• **EXERCICE COURT**
Reproduisez fidèlement le passage de l'entretien allant de « Fodé SOUMAH, Directeur » jusqu'à « exploitation technique ? ».

• **TEXTE CITÉ**
*****
Fodé SOUMAH, Directeur général adjoint EDG chargé de l’exploitation

Pour redresser la société EDG, le CNRD a misé sur votre trio. Quel sentiment avez-vous à date après presque deux ans de gestion sur le plan exploitation technique ?
C’est une satisfaction majeure, il faut l’avouer, parce que, pour ce qui me concerne personnellement, on m’a choisi dans un domaine dans lequel j’ai à peu près vingt-cinq ans d’expérience. De ma sortie de l’université jusqu’aujourd’hui, je n’ai travaillé que dans le domaine d’exploitation, en production transport et à un moment donné, on a géré de façon indirecte la distribution. Donc dans toutes les composantes de cette direction générale chargée d’exploitation, on se sent à l’aise. Et quand on vous choisit dans un domaine de votre compétence, dans lequel vous avez une expérience aguerrie, vous ne pouvez qu’exprimer votre satisfaction par rapport au choix fait. Et le trio, je le sens beaucoup plus à l’aise, dans ce sens que non seulement le premier responsable c’est un ami, nous avons souffert ensemble dans l’exploitation, nous avons partagé beaucoup de choses dans ce domaine. Et même quand il a quitté, l’échange est resté entre nous en travaillant en symbiose. Et la troisième personne, c’est un de nos doyens, avec laquelle on a tissé d’abord nos relations. Donc si nous trois, nous sommes associés aujourd’hui de faire un travail commun, moi je ne peux qu’exprimer ma satisfaction.
*****
• **EXTRAIT DE DONNÉES**
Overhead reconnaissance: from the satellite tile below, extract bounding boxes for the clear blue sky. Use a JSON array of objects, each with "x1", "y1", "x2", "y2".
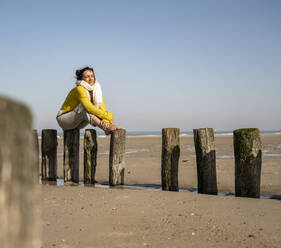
*****
• **RÉPONSE**
Fodé SOUMAH, Directeur général adjoint EDG chargé de l’exploitation

Pour redresser la société EDG, le CNRD a misé sur votre trio. Quel sentiment avez-vous à date après presque deux ans de gestion sur le plan exploitation technique ?